» **WORK REQUEST**
All of the data below is to be printed again exactly.

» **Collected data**
○ ○ ○ ○ ○ ○ ○
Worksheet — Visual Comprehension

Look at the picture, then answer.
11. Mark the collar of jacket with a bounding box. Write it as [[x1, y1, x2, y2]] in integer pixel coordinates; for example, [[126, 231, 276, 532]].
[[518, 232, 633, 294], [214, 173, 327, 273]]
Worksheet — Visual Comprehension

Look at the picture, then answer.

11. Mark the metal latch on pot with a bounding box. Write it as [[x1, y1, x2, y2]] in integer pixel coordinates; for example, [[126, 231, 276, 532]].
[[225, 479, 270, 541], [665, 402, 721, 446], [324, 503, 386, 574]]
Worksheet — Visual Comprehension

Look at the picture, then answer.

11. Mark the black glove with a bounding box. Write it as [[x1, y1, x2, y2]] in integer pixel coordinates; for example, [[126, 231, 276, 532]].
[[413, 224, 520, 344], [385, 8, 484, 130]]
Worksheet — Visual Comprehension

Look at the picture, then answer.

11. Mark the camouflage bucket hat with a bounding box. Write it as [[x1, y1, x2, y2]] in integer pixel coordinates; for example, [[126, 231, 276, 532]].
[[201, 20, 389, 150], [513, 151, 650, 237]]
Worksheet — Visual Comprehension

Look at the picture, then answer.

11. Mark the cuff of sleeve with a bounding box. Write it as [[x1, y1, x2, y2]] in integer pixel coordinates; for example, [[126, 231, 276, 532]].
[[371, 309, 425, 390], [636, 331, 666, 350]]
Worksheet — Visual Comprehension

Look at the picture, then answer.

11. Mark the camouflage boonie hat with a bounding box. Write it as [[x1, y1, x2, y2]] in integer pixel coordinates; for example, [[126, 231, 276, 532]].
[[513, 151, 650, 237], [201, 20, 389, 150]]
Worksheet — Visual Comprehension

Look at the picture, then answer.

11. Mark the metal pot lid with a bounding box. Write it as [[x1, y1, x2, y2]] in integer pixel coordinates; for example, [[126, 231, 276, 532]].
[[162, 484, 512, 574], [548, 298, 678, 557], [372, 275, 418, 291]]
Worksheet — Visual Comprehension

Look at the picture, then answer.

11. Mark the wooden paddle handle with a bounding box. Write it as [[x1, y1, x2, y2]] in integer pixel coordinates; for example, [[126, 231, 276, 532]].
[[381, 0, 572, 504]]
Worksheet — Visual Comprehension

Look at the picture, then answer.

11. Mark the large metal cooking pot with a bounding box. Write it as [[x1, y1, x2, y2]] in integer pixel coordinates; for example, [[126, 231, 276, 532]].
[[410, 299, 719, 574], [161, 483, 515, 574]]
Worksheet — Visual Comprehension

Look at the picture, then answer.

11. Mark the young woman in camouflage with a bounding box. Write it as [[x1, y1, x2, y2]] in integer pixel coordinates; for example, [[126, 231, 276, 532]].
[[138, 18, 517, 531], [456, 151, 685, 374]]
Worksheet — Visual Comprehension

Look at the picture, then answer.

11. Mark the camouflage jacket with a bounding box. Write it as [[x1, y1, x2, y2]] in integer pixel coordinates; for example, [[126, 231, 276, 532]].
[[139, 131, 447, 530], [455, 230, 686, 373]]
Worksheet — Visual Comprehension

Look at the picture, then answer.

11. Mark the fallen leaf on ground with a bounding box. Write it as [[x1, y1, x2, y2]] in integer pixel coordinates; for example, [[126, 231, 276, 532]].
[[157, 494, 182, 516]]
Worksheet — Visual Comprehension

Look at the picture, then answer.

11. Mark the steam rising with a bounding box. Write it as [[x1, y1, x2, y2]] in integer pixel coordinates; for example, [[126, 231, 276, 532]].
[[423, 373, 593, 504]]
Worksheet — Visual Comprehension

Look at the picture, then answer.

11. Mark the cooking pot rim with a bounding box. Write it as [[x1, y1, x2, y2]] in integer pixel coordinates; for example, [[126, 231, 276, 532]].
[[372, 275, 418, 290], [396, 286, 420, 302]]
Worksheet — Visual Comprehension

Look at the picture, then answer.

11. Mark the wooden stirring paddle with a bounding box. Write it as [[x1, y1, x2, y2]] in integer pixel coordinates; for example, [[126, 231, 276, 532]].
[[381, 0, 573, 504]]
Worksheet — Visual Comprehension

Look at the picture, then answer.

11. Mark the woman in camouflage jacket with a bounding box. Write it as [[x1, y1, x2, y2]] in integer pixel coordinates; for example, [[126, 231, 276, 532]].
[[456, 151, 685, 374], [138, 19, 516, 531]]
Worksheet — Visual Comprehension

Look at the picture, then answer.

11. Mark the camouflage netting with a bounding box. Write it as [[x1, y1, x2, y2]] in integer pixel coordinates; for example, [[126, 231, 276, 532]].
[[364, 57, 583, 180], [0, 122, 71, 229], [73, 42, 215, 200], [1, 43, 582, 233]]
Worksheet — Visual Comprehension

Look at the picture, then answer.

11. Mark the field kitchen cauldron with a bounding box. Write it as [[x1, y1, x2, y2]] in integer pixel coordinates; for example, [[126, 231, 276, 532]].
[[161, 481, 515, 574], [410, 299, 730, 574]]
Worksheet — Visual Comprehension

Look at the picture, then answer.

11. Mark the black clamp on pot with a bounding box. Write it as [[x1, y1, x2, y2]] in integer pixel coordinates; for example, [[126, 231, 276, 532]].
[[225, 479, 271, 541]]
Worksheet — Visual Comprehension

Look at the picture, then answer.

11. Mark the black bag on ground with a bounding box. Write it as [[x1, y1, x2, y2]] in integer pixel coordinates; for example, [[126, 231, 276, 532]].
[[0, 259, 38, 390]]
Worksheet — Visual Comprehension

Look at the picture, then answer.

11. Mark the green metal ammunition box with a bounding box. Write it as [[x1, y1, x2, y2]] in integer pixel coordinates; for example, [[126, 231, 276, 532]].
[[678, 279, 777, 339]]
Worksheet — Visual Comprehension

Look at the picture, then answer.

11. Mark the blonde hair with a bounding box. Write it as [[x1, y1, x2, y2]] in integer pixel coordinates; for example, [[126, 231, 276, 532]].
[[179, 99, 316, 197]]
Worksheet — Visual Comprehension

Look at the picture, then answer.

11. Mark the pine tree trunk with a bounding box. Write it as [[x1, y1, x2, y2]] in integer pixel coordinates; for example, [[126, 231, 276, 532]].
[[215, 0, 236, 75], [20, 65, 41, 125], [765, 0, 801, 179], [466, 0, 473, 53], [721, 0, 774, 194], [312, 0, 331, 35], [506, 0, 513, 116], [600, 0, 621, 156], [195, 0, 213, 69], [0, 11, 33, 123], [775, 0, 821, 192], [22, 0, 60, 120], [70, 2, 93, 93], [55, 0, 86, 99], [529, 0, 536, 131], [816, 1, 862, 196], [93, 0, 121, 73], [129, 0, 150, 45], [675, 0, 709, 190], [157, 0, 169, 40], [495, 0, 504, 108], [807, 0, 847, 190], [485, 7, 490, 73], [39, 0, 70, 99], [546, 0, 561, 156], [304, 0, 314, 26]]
○ ○ ○ ○ ○ ○ ○
» **ANSWER TO THIS EXERCISE**
Worksheet — Visual Comprehension

Look at the picture, then answer.
11. Mark the collar of jacket with a bounding box. Write it as [[x1, y1, x2, y2]] in integer pixel coordinates; for example, [[126, 231, 276, 532]].
[[518, 232, 633, 294], [214, 173, 327, 273]]
Worksheet — Visual Comprehension

Look at the picture, then answer.

11. Mark the metal latch on pot with a bounding box. Write it as [[x1, y1, x2, y2]] in integer pixel coordinates; for example, [[126, 231, 276, 532]].
[[225, 479, 270, 541], [665, 402, 721, 446], [324, 503, 386, 574]]
Worksheet — Visual Comprehension

Look at the picture, then answer.

11. Mark the black glove with a bounding box. Write it as [[x1, y1, x2, y2]] in integer pixel coordinates; for example, [[126, 231, 276, 532]].
[[413, 224, 520, 344], [385, 8, 484, 130]]
Worksheet — Visual Comprehension

Look at the picture, then answer.

11. Mark the camouflage bucket hat with a bounding box. Write it as [[x1, y1, x2, y2]] in integer pixel coordinates; for example, [[126, 231, 276, 532]].
[[201, 20, 389, 150], [513, 151, 650, 237]]
Worksheet — Visual Comprehension

Look at the picture, then answer.

11. Mark the cuff of sleeve with a bounding box. Write it as [[x1, y1, x2, y2]] in integer pixel coordinates; for example, [[126, 231, 276, 532]].
[[371, 309, 425, 390], [636, 331, 666, 350]]
Worksheet — Visual Comprehension

Look at the picture, then answer.

11. Mark the camouflage boonie hat with a bounding box. Write it as [[x1, y1, x2, y2]] in integer pixel coordinates; for example, [[126, 231, 276, 532]].
[[513, 151, 650, 237], [201, 20, 389, 150]]
Worksheet — Visual Comprehension

Look at the picture, then answer.

11. Mark the metal pot lid with a bounding box. Write it as [[x1, y1, x2, y2]] in integer pixel coordinates; for example, [[126, 231, 276, 532]].
[[162, 484, 512, 574], [548, 298, 678, 557], [372, 275, 418, 291]]
Worksheet — Visual Comprehension

Look at the picture, then answer.

11. Mark the wooden paddle handle with a bounding box. Write it as [[x1, y1, x2, y2]] in integer pixel coordinates; for example, [[126, 231, 276, 532]].
[[381, 0, 572, 504]]
Worksheet — Visual Comprehension

Look at the picture, then answer.

11. Mark the large metal cooking pot with a bounding box. Write it as [[x1, y1, x2, y2]] in integer pixel coordinates; for example, [[126, 231, 276, 532]].
[[410, 299, 719, 574], [161, 483, 515, 574]]
Worksheet — Visual Comprehension

Look at the picture, then answer.

11. Mark the young woman in camouflage with a bounding box. Write it as [[x1, y1, x2, y2]] in integer pixel coordinates; for example, [[126, 231, 276, 532]].
[[138, 18, 517, 531], [456, 151, 685, 374]]
Worksheet — Visual Comprehension

Look at the picture, then answer.

11. Mark the camouflage jacket with a bounding box. Write it as [[x1, y1, x2, y2]] in integer pixel coordinates; for example, [[126, 231, 276, 532]].
[[139, 131, 447, 530], [455, 230, 686, 373]]
Worksheet — Visual Comprehension

Look at the picture, then answer.

11. Mark the fallen leaf on ground with a bounding box. Write it as [[x1, y1, x2, y2]] in integer pixel coordinates; for example, [[126, 231, 276, 532]].
[[157, 494, 182, 516]]
Worksheet — Visual Comprehension

Look at the picture, then answer.

11. Mark the steam rising with a bounding box. Write it as [[x1, y1, x2, y2]] in integer pixel coordinates; for example, [[126, 231, 276, 532]].
[[423, 373, 593, 504]]
Worksheet — Visual Comprehension

Look at the picture, then answer.

11. Mark the cooking pot rim with a bounding box. Write it as [[x1, y1, x2, y2]] in integer pixel coordinates; for example, [[126, 231, 276, 532]].
[[372, 275, 418, 290], [396, 286, 420, 302]]
Worksheet — Visual Comprehension

Look at the picture, then answer.

11. Mark the wooden stirring paddle with a bounding box. Write it as [[x1, y1, x2, y2]] in integer pixel coordinates; for example, [[126, 231, 276, 532]].
[[381, 0, 573, 504]]
Worksheet — Visual Comprehension

Look at the picture, then answer.

11. Mark the woman in camouflage jacket with a bounding box. Write it as [[x1, y1, x2, y2]] in integer pixel coordinates; for example, [[126, 231, 276, 532]].
[[456, 151, 685, 374], [138, 19, 516, 531]]
Worksheet — Visual Comprehension

Look at the picture, then answer.

11. Mark the camouflage netting with a bounding box. Write it as [[x1, y1, x2, y2]] in integer pixel coordinates; for example, [[126, 231, 276, 532]].
[[364, 57, 583, 180], [0, 122, 71, 229], [73, 42, 215, 200], [1, 43, 582, 233]]
Worksheet — Visual Comprehension

Look at the picture, then answer.

11. Mark the field kitchen cauldron with a bounding box. Write it as [[x1, y1, x2, y2]] in integer pixel coordinates; for example, [[126, 231, 276, 532]].
[[161, 481, 515, 574], [410, 299, 730, 574]]
Worksheet — Visual Comprehension

Look at the picture, then answer.

11. Mark the black clamp on pot with a bounding box. Write it as [[x1, y1, x2, y2]] in integer pixel coordinates; for example, [[126, 231, 276, 532]].
[[225, 479, 271, 541]]
Worksheet — Visual Comprehension

Look at the picture, then answer.

11. Mark the black bag on ground with a bounding box. Write it as [[x1, y1, x2, y2]] in integer pixel coordinates; for example, [[126, 231, 276, 532]].
[[0, 259, 38, 390]]
Worksheet — Visual Comprehension

Look at the picture, then answer.

11. Mark the green metal ammunition box with a bounding box. Write it as [[x1, y1, x2, y2]] in integer pixel coordinates; for example, [[126, 231, 276, 532]].
[[678, 279, 777, 339]]
Worksheet — Visual Comprehension

Look at the picture, then answer.

11. Mark the blonde hair with a bounding box. Write it as [[x1, y1, x2, y2]] in integer pixel coordinates; for example, [[126, 231, 276, 532]].
[[179, 99, 316, 197]]
Worksheet — Visual Comprehension

Look at the picture, then answer.

11. Mark the pine tree trunk with a bounding box. Write it as [[x1, y1, x2, y2]] in integer pixel coordinates; for example, [[126, 231, 276, 532]].
[[215, 0, 236, 75], [20, 65, 41, 125], [765, 0, 801, 179], [466, 0, 473, 53], [721, 0, 774, 194], [312, 0, 331, 35], [506, 0, 513, 116], [600, 0, 621, 156], [195, 0, 213, 69], [0, 11, 33, 123], [775, 0, 821, 192], [22, 0, 60, 120], [70, 2, 93, 93], [55, 0, 86, 99], [529, 0, 536, 131], [816, 1, 862, 196], [93, 0, 121, 73], [129, 0, 150, 45], [675, 0, 709, 190], [157, 0, 169, 40], [495, 0, 504, 108], [807, 0, 847, 190], [485, 7, 490, 73], [39, 0, 70, 99], [546, 0, 561, 156], [304, 0, 314, 26]]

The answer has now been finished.